* _Required task 1_
In the Java profiling post, what is done with the hottest methods that JIT compilation finds?
* _Required task 2_
Please extend the Java profiling post, picking up right after its last sentence.

* _Extracted text_

++++++++

Press enter to see results or esc to cancel.

Portable Profilers And Where to Find Them

Disclaimer

This post explains how to gather information about the run-time behavior of a Java application that can then be used to analyze its performance issues and bottlenecks. This goal can be achieved both from within the JVM and from the outside, but this post mostly considers this topic from the JVM’s point of view. Gathering such information is a bit like spying on the application to identify its most popular places and habits. However, please note that this is just a figurative comparison. This post is not about hacking third-party applications or bypassing their security mechanisms. It is about gathering statistics that can be used for optimizations.

Goals And Requirements

Many JVMs implement so called just-in-time (JIT) compilation that takes place at application’s run time. In particular, that provides an opportunity to gather execution profile and find the hottest methods, which are then recompiled with higher optimization level to achieve best performance.

++++++++

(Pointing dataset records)
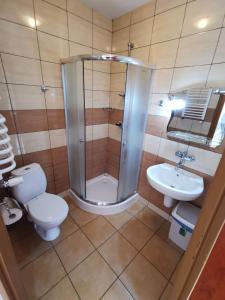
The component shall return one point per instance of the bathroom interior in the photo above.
(112, 166)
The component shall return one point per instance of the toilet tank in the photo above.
(34, 182)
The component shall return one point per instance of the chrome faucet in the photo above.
(183, 157)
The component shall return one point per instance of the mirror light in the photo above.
(202, 23)
(177, 104)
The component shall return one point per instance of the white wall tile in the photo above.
(34, 141)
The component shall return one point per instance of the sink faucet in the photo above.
(183, 157)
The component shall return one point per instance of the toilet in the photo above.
(46, 211)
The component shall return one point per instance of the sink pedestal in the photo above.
(168, 201)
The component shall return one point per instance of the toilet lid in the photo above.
(47, 207)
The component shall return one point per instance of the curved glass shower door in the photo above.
(134, 121)
(73, 77)
(106, 110)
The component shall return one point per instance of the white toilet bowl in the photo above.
(46, 211)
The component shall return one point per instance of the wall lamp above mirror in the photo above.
(198, 116)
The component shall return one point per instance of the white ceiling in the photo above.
(114, 8)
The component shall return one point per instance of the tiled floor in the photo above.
(115, 257)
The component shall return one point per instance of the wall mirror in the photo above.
(198, 116)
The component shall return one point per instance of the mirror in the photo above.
(198, 116)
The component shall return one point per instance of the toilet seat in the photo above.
(47, 209)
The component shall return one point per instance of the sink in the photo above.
(175, 184)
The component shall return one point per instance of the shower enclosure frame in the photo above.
(135, 69)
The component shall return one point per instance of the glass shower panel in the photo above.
(135, 115)
(73, 82)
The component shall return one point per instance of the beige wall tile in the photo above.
(88, 99)
(88, 78)
(100, 99)
(100, 131)
(120, 40)
(59, 3)
(17, 39)
(163, 54)
(143, 12)
(168, 25)
(51, 74)
(26, 97)
(51, 19)
(141, 53)
(52, 48)
(216, 76)
(151, 144)
(19, 11)
(116, 101)
(197, 49)
(4, 97)
(203, 12)
(80, 31)
(54, 98)
(101, 81)
(14, 140)
(102, 66)
(77, 49)
(206, 161)
(189, 77)
(162, 5)
(115, 132)
(89, 133)
(117, 83)
(162, 80)
(79, 9)
(57, 138)
(35, 141)
(220, 51)
(2, 75)
(102, 21)
(101, 39)
(140, 33)
(22, 70)
(121, 22)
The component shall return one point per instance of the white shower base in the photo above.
(102, 189)
(102, 195)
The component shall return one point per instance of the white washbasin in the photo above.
(180, 185)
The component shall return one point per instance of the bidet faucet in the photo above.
(183, 157)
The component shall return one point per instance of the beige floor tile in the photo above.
(70, 202)
(62, 291)
(150, 218)
(117, 292)
(20, 230)
(29, 248)
(81, 217)
(117, 252)
(92, 278)
(136, 207)
(118, 220)
(167, 292)
(165, 263)
(40, 275)
(143, 280)
(98, 231)
(73, 250)
(67, 228)
(136, 233)
(163, 232)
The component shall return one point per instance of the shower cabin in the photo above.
(106, 106)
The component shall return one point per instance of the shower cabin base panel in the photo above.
(101, 195)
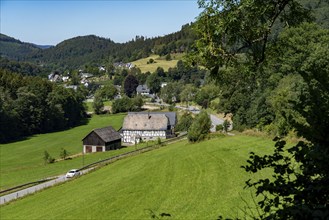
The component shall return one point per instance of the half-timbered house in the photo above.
(147, 126)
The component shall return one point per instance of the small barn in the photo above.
(102, 139)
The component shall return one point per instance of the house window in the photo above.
(89, 149)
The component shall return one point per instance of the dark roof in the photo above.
(144, 122)
(171, 115)
(107, 134)
(142, 88)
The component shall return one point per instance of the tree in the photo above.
(47, 158)
(170, 92)
(130, 84)
(200, 127)
(63, 153)
(298, 186)
(98, 104)
(184, 122)
(108, 92)
(153, 82)
(188, 93)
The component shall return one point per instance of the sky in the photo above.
(49, 22)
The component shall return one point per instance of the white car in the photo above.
(72, 173)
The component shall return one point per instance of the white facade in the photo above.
(136, 136)
(93, 149)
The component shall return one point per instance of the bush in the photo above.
(63, 154)
(185, 122)
(47, 158)
(199, 128)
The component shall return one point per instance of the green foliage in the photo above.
(63, 154)
(209, 167)
(130, 84)
(15, 49)
(206, 94)
(126, 104)
(168, 57)
(47, 158)
(170, 92)
(185, 122)
(153, 82)
(281, 81)
(200, 127)
(98, 104)
(25, 156)
(31, 105)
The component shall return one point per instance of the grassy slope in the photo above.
(159, 62)
(22, 161)
(189, 181)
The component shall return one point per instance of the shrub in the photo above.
(63, 154)
(199, 128)
(47, 158)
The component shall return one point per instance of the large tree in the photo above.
(236, 43)
(130, 84)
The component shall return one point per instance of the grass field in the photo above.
(22, 161)
(159, 62)
(187, 181)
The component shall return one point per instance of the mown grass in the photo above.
(159, 62)
(187, 181)
(22, 161)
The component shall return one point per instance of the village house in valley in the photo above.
(148, 126)
(102, 139)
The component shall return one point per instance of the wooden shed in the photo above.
(102, 139)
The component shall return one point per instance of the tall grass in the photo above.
(22, 161)
(187, 181)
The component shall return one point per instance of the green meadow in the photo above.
(187, 181)
(22, 162)
(144, 66)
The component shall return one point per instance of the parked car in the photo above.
(72, 173)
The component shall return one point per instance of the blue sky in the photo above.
(47, 22)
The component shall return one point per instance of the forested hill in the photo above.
(82, 50)
(15, 49)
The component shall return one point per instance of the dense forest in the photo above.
(271, 61)
(92, 50)
(31, 105)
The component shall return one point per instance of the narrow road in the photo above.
(214, 122)
(21, 193)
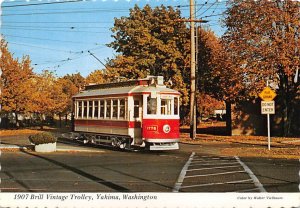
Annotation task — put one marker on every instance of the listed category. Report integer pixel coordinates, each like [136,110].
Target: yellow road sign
[267,94]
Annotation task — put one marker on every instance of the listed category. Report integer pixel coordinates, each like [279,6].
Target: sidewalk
[21,142]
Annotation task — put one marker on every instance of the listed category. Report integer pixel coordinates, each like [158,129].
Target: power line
[52,49]
[68,12]
[41,27]
[78,31]
[208,8]
[35,38]
[48,22]
[47,3]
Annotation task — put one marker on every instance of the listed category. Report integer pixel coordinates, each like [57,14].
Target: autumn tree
[77,79]
[68,89]
[152,42]
[48,97]
[14,78]
[262,40]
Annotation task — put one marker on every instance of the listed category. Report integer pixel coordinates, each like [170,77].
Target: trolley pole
[192,20]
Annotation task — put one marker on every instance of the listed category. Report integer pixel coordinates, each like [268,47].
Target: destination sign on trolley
[267,107]
[267,94]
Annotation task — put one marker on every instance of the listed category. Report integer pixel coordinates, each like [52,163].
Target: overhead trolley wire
[47,3]
[48,22]
[79,31]
[35,38]
[68,12]
[41,27]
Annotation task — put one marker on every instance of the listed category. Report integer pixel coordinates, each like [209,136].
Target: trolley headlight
[166,128]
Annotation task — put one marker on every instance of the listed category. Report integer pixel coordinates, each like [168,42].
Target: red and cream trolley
[141,113]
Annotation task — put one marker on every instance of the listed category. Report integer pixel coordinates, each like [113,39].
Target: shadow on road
[82,173]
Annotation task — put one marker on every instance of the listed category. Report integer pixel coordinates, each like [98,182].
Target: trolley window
[176,104]
[136,113]
[108,109]
[96,108]
[165,107]
[122,109]
[151,105]
[101,108]
[90,109]
[79,113]
[84,109]
[115,108]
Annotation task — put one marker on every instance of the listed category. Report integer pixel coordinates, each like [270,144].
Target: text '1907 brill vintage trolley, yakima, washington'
[135,113]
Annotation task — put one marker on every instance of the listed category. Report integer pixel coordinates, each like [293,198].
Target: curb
[19,148]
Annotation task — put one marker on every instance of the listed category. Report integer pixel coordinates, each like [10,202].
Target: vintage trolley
[141,113]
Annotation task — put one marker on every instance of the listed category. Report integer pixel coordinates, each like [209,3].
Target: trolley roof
[142,86]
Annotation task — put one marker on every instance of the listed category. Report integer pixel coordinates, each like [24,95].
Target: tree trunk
[66,120]
[42,121]
[59,115]
[228,118]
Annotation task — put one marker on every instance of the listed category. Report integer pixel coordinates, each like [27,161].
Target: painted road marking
[212,174]
[212,184]
[214,164]
[213,160]
[217,163]
[251,174]
[219,167]
[182,174]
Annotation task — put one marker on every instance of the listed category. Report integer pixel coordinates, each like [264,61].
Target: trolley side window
[96,108]
[108,109]
[151,105]
[165,107]
[79,112]
[90,109]
[136,113]
[84,109]
[115,108]
[122,109]
[176,104]
[101,108]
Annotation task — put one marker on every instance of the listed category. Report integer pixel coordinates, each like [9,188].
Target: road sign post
[268,107]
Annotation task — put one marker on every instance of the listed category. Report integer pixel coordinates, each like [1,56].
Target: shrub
[42,138]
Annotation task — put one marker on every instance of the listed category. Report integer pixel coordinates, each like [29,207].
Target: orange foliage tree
[14,79]
[261,44]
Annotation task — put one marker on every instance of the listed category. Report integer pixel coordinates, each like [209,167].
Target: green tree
[14,78]
[152,42]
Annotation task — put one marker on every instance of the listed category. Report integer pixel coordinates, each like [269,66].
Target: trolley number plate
[151,128]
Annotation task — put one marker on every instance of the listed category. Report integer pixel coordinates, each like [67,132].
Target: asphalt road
[189,169]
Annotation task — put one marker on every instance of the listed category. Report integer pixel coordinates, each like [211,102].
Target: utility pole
[193,123]
[193,110]
[192,20]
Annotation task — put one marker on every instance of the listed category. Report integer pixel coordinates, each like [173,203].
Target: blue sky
[57,34]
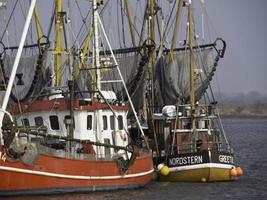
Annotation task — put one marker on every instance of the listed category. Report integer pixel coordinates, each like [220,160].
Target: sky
[242,23]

++++++++

* _Final answer 1_
They are recompiled with a higher optimization level to achieve the best performance.

* _Final answer 2_
In contrast, Excelsior JET uses ahead-of-time (AOT) compilation as the main compilation mode. This means that classes are compiled down to native code before execution if possible. There is also no such thing as recompilation of a class or a method at run time. However, profile guided optimizations (PGO) are still possible with AOT. The main difference is that the profile data has to be collected by the application developer by running the application in profiling mode and then fed to the compiler.

In order to introduce PGO in Excelsior JET 12, we had to enable application execution profile gathering first. We had formulated several limitations and requirements for that feature:

  1. A profile should contain a list of hot methods along with their call chains;
  2. Profiling should be available on all supported targeted platforms. That means it had to work on each supported O/S: Windows, macOS, and Linux; and also on each supported CPU: x86, AMD64, and ARM;
  3. It is unacceptable to introduce a separate build mode only for profiling. It should be possible to enable the profiler just by specifying additional VM options before launching an application;
  4. The performance of an application with profiler enabled should be acceptable for running it in a production environment.

So, how to implement such a thing in a JVM?

Instrumentation

The first thing that comes to mind is code instrumentation. Many profilers modify either the bytecode of the application or its binary executable, augmenting each method and loop body with code increasing the respective counter each time that method is executed. As a result, all method calls and loop iterations are counted precisely at run time.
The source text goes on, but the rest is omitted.